• PROMPT: The required output is the line containing "green grass >> box coords" followed by every later line through the end of the data, all reproduced exactly.

[Dataset records]
--- START ---

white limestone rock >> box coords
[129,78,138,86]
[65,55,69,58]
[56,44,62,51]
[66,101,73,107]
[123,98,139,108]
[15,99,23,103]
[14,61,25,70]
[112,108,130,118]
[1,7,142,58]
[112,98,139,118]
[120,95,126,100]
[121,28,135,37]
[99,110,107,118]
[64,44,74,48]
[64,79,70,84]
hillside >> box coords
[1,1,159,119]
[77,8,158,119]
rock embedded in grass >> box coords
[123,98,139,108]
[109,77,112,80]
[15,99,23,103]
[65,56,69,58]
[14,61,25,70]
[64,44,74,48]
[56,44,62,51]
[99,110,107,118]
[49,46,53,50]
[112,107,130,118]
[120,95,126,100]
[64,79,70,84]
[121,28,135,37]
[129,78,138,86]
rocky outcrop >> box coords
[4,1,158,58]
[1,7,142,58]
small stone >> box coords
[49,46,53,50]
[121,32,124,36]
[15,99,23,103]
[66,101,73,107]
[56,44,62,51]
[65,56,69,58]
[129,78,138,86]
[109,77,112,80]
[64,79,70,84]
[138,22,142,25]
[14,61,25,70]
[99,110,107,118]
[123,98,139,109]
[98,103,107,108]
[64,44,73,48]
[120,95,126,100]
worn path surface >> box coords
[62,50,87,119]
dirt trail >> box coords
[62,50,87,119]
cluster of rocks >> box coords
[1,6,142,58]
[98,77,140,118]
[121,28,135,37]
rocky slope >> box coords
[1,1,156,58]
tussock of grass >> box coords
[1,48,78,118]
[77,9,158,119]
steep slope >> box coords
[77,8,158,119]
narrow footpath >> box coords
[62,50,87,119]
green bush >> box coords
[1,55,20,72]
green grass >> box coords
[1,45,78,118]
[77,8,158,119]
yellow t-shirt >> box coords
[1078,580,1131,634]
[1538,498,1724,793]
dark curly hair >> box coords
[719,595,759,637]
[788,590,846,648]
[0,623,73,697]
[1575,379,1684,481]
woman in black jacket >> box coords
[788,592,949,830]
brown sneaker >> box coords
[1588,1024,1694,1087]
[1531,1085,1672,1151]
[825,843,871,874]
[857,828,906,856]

--- END ---

• REPLY:
green grass >> box coords
[1,45,78,118]
[77,8,158,119]
yellow t-shirt >> box coords
[1078,580,1131,634]
[1538,498,1724,793]
dark curly hair >> box coords
[719,595,759,637]
[788,590,846,648]
[0,623,73,697]
[1575,379,1684,481]
woman in black jacket >> box coords
[788,592,949,830]
brown sneaker >> box coords
[1588,1024,1694,1087]
[1531,1085,1672,1151]
[825,843,871,874]
[857,828,906,856]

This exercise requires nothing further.